* [Problem statement] Please print every record below exactly as it appears, but leave out the pictures.

(Image-grounded pointing data)
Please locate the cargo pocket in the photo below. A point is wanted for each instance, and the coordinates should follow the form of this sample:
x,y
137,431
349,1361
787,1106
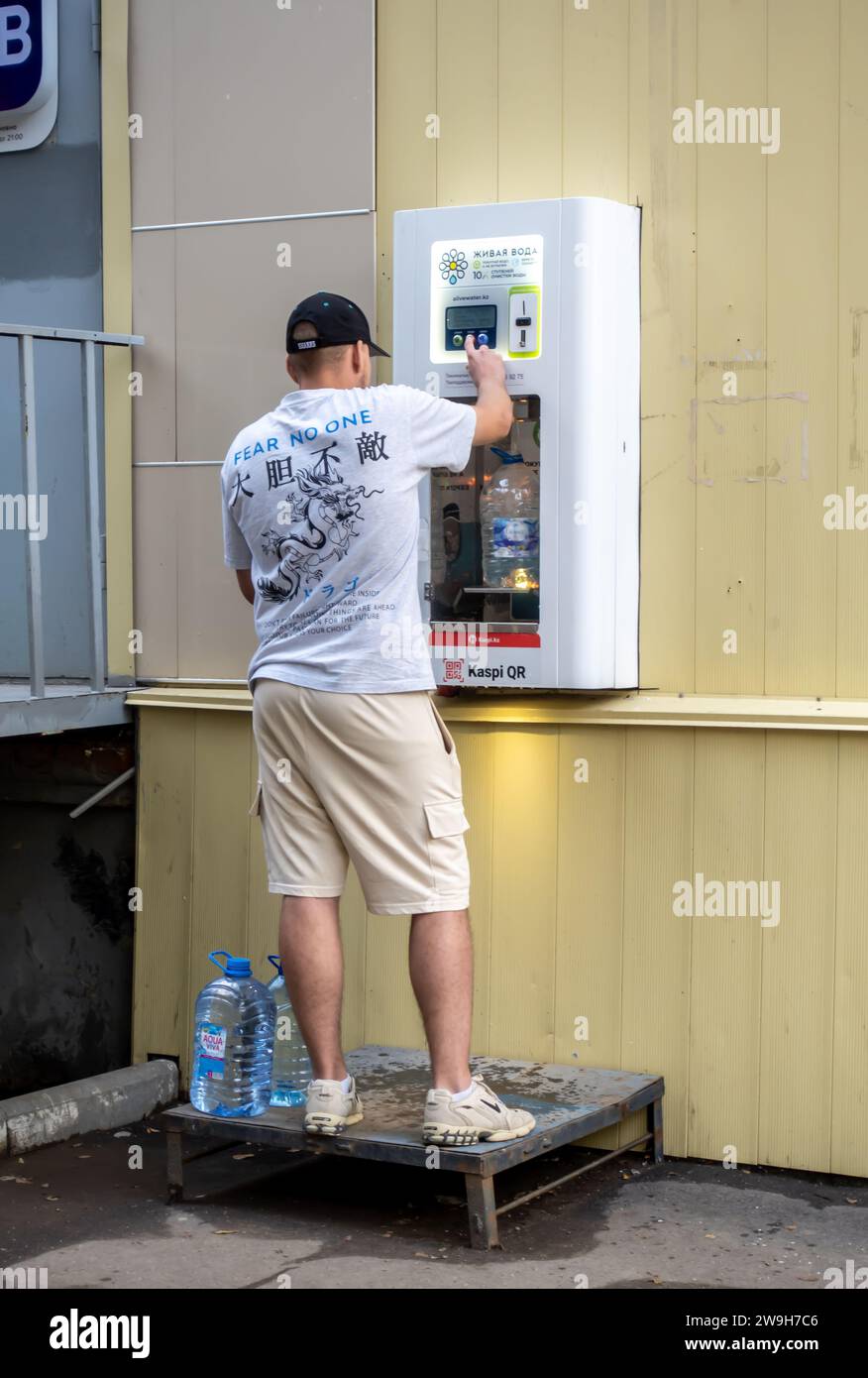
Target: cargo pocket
x,y
445,819
444,732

* [Your solution]
Please locate the cargo pocket in the photo below. A point is wanted for each instance, and the coordinates should follow the form of this sample:
x,y
137,431
349,1361
787,1106
Target: cargo pocket
x,y
445,819
444,732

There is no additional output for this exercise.